TASK SET:
(A) Answer these questions from the descriptor extract.
(i) What does the attribute search for obj.x leave out?
(ii) What string does the __get__ method in the example return?
(iii) What is a descriptor called when it defines only __get__?
(B) Write the next part of the descriptor extract, picking up after its final sentence.

PAGE EXTRACT:
•••••
In this first extract we look at custom get.

The Descriptor Object

All attributes are objects and a descriptor object creates a special type of attribute.

A descriptor object has one of __get__(), __set__() or __delete__() defined. The idea is that these functions control how the object’s “value” is determined when it is accessed as an attribute of another object.

For example, suppose obj has an attribute x. When you write obj.x then what usually happens is that x is looked up in obj.__dict__[‘x’] and if it isn’t found then it is looked for in obj’s class and so on through all the inherited classes. Notice that the search doesn’t include the metaclass.

Now suppose that the object has been found, i.e. we know what x is. If the object that x references has any of __get__, __set__ or __delete__ defined then they will be invoked in place of the usual attribute access.

First consider what happens when an attribute is not a descriptor just an object:

class MyDescriptor:
    pass
class MyClass:
    myAttr=MyDescriptor()
myObj=MyClass()
print(myObj.myAttr)

In this case myAttr is a reference to an instance of MyDescriptor and myObj.myAttr is equally a reference to the instance.

Now consider what happens when the attribute is a descriptor:

class MyDescriptor:
    def __get__(self,obj,type):
        print(self)
        print(obj)
        print(type)
        return "Descriptor get"

The __get__ has three parameters with the final parameter defaulting to None. You can see that all it does is print the parameters and returns a string.

Now when you try:

class MyClass:
    myAttr=MyDescriptor()
myObj=MyClass()
print(myObj.myAttr)

You will see:

<__main__.MyDescriptor object at 0x054741B0>
<__main__.MyClass object at 0x054741F0>
<class '__main__.MyClass'>
Descriptor get

That is, self is set to the instance of the descriptor object – i.e. the object referenced by myAttr in this case, obj is set to the instance object of the class i.e. myObj in this case, and type is set to the class object that created the instance i.e. MyClass.

You can see that the overall effect of defining __get__ is to change the attribute access from a reference to a MyDescriptor instance object to the result of calling __get__.

If you followed this example you should now have a clear idea what the descriptor object does. When you define an attribute that is a reference to a descriptor object, access is overridden by __get__, __set__ or __delete__ as defined on the descriptor object.

The three descriptor functions are:

descr.__get__(self, obj, type=None) --> value
descr.__set__(self, obj, value) --> None
descr.__delete__(self, obj) --> None

The parameters are the same as described for __get__ and value is the value to set to the attribute i.e. the value involved in the assignment.

There is a distinction between data and non-data descriptors.

If a descriptor defines __get__ and __set__ then it is a data descriptor; if only __get__ is defined it is a non-data descriptor. Clearly a data descriptor corresponds to something you retrieve and assign to, and a non-data descriptor is something like a method that you only retrieve and use.
•••••
(Entries from a point annotation set)
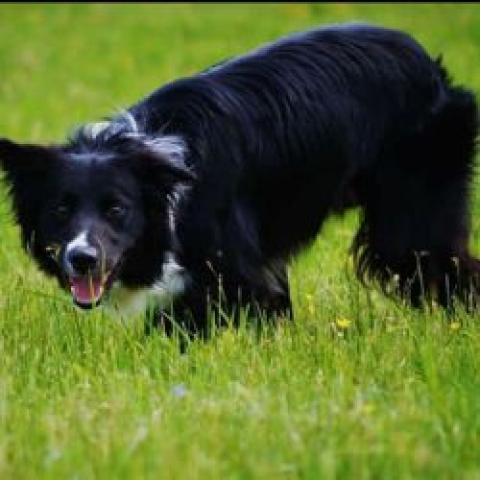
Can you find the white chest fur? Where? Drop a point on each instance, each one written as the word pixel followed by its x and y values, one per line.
pixel 131 302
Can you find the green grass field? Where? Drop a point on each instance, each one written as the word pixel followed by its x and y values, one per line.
pixel 359 387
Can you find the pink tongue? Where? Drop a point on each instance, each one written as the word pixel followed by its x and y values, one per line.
pixel 86 290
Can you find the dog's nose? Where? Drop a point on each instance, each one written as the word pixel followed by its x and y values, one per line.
pixel 82 260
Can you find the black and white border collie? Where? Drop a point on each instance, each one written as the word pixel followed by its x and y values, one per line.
pixel 198 196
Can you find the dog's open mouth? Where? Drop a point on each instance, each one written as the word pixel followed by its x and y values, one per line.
pixel 88 291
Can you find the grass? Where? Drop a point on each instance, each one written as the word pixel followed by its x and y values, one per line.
pixel 359 387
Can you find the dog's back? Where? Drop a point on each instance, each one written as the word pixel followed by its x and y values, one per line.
pixel 309 125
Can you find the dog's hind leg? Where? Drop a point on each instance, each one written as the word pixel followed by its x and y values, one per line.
pixel 415 226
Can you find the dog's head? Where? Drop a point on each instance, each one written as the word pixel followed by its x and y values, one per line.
pixel 98 209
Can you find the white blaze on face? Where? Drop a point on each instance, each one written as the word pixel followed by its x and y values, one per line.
pixel 80 241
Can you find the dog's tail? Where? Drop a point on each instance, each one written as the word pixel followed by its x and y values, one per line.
pixel 415 224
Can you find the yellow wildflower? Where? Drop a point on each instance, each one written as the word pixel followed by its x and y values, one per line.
pixel 343 323
pixel 456 325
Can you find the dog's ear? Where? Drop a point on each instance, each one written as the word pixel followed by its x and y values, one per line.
pixel 17 159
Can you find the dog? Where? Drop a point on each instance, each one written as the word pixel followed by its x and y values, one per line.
pixel 194 200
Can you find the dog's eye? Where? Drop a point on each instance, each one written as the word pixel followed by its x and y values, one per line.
pixel 116 212
pixel 62 212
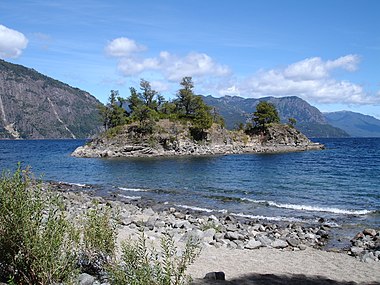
•••••
RESULTS OF THE TASKS:
(A)
(i) The metaclass.
(ii) "Descriptor get"
(iii) A non-data descriptor.

(B)
There is an important difference between the two – data descriptors cannot be overridden by a definition in the instance, whereas non-data descriptors can be. The reason should be fairly obvious. A data descriptor has __set__ defined and this is called if you try to assign to it. A non-data descriptor doesn’t have a __set__ defined so you can assign to it without interference.

For example, the descriptor MyDescriptor described earlier has only a __get__ method and so it is a non-data descriptor. So we can override it:

class MyClass:
    myAttr=MyDescriptor()
myObj=MyClass()
print(myObj.myAttr)
obj.myAttr=42
print(myObj.myAttr)

The first time myAttr is accessed the __get__ is used, but the second time the assignment has created an instance version of the attribute and so all you see is 42 printed.

On the other hand, if you define a set method as well:

class MyDescriptor:
    def __get__(self,obj,type):
        print(self)
        print(obj)
        print(type)
        return "Descriptor get"
    def __set__(self, obj, value):
        print("set:",value)

then assigning 42 to myAttr doesn’t override the descriptor by an instance attribute, instead it results in a call to __set__ and set:42 is printed.

This non-overridability of a data descriptor is a logical consequence of having a __set__ defined that is called when the attribute is assigned to.

How can we create a read-only data descriptor?

Easy; simply define __set__ so that it doesn’t change anything or, more usually, throw an exception when __set__ is called.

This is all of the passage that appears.